> Text extract:

Sicilian Pork Ragu with Chocolate : c/o "A Glug of Oil"

Just how lovely does that look?
I found this recipe on the excellent "A Glug of Oil" blog some two or three months ago.  It immediately intrigued me in its use of dark chocolate, not least because of the conjunction with pork mince, but the use of tagliatelle instead of the more usual accompaniments of rice or vegetables.  (More usual, that is, when accompanying mince - rather than accompanying a Sicilian dish).

I held onto it for two reasons.  Firstly, because I needed a little time in which to "get my head around" the idea of using chocolate in this context, and secondly because we never seemed to have the right ingredients around at the same time.

I found myself, this week, with not only some red wine in the fridge but a small block of dark chocolate too.  Bingo!  I could break out the recipe at last.

I loved the result.  The juxtaposition of the cinnamon and the dark chocolate beside the rich tomato and pork mince is not one I have experienced before, but boy oh boy is it good.  I felt that the dish needed some herb input and opted for parsley (as that was the only remotely suitable herb I had to hand), but in retrospect I think that basil would have sat more easily beside the chocolate - which isn't a strong flavour, but is evident nonetheless.

This one will definitely re-appear on the menu list, as it resulted in clear plates all round.

SICILIAN PORK RAGU WITH CHOCOLATE (serves 3-4)

> Rows:

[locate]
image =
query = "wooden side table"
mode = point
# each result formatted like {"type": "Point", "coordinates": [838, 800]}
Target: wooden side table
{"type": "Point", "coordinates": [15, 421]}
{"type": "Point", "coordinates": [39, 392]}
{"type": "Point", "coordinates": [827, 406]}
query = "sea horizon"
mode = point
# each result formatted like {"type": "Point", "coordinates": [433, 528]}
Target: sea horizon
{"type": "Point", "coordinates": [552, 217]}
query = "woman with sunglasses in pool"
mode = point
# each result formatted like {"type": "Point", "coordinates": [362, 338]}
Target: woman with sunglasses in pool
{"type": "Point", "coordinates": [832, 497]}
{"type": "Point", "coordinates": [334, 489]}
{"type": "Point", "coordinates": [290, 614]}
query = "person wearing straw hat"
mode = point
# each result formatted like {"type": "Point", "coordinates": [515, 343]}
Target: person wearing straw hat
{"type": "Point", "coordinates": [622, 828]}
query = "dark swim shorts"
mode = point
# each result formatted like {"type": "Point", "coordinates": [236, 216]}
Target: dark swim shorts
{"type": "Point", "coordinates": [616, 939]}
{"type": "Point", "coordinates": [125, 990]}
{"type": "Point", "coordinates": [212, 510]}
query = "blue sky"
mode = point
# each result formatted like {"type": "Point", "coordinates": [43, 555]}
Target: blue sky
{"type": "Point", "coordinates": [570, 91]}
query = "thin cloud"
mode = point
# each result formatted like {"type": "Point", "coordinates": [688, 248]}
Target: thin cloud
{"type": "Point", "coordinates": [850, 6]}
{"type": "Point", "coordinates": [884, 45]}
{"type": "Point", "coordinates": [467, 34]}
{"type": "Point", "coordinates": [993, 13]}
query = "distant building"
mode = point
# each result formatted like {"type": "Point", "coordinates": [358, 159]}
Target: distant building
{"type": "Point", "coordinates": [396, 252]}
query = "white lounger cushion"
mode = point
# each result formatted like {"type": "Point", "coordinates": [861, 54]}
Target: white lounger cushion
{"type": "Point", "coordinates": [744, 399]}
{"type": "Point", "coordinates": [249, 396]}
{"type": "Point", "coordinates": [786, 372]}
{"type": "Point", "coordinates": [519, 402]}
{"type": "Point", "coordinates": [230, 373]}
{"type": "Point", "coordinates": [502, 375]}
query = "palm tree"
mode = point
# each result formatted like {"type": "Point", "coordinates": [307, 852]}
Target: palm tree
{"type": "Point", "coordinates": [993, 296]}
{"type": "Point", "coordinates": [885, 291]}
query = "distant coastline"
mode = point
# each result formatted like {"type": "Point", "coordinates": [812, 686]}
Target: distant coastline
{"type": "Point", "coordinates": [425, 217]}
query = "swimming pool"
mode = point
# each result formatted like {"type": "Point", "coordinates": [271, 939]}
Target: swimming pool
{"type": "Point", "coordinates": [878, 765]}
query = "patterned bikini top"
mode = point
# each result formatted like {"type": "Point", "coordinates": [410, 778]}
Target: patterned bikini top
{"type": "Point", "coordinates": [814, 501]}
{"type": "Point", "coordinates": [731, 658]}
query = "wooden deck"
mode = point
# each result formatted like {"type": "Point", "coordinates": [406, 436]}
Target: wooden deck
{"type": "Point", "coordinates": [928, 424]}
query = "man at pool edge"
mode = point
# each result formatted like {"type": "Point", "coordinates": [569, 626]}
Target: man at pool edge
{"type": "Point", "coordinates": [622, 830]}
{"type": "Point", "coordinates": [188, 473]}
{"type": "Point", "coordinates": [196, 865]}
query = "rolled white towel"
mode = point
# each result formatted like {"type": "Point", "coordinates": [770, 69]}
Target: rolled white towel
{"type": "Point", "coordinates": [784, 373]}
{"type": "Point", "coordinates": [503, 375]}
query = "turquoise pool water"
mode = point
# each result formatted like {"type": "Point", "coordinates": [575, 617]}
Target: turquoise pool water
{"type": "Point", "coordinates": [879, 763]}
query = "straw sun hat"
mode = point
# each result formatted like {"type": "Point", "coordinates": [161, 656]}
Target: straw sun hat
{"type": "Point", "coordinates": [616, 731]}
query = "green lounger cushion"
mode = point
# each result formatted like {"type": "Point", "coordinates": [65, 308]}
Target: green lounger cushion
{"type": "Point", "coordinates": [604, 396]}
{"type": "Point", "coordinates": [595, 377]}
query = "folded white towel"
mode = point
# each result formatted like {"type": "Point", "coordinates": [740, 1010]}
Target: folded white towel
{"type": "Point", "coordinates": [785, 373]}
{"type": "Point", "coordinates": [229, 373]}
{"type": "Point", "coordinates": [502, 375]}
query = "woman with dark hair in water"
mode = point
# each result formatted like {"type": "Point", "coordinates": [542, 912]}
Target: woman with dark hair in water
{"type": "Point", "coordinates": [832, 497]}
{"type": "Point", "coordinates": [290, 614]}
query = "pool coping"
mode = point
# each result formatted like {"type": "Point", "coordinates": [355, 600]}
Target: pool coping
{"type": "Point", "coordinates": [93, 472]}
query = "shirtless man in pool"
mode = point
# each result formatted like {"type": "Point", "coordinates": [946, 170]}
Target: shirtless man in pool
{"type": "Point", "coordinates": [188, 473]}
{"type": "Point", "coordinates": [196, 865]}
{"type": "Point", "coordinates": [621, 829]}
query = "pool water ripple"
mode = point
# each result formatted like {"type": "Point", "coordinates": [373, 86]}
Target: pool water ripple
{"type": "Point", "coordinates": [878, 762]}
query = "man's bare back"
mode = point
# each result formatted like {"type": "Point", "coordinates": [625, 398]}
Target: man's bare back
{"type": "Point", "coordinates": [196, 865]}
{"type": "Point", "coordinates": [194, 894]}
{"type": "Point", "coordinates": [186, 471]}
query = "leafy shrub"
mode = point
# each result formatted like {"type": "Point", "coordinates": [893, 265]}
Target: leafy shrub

> To be done: Continue the pork ragu recipe text from the point where it stops. These lines have no connection to the pork ragu recipe text.

> The response:
Ingredients :

1 onion, chopped
2 tbsp extra virgin olive oil
500g pork mince
175ml red wine
2 tbsp tomato puree
1 tsp ground cinnamon
500g Passata
15g dark chocolate
1 tsp sugar
salt & pepper to taste
knob of butter
3-4 basil leaves, shredded

Method :

1.  Heat the oil in a large frying pan and add the onion.  Cook over a medium heat until soft but not coloured.

2.  Now add the minced pork, stirring and breaking it up as you go.  You may need to increase the heat to prevent the pork from braising.  Allow the meat to brown slightly, but not burn.

3.  Stir in the tomato puree, then the wine and turn up the heat to simmer for 2 minutes.

4. Add the passata, cinnamon and sugar, then taste and season.

5. Simmer for around 10 minutes, then stir the chocolate in a little at a time.

6. Taste and adjust the seasoning and sugar if required.

7. Reduce the heat and slow simmer until the sauce is nice and thick.

8. Stir in the butter and basil leaves and serve immediately with Tagliatelle pasta.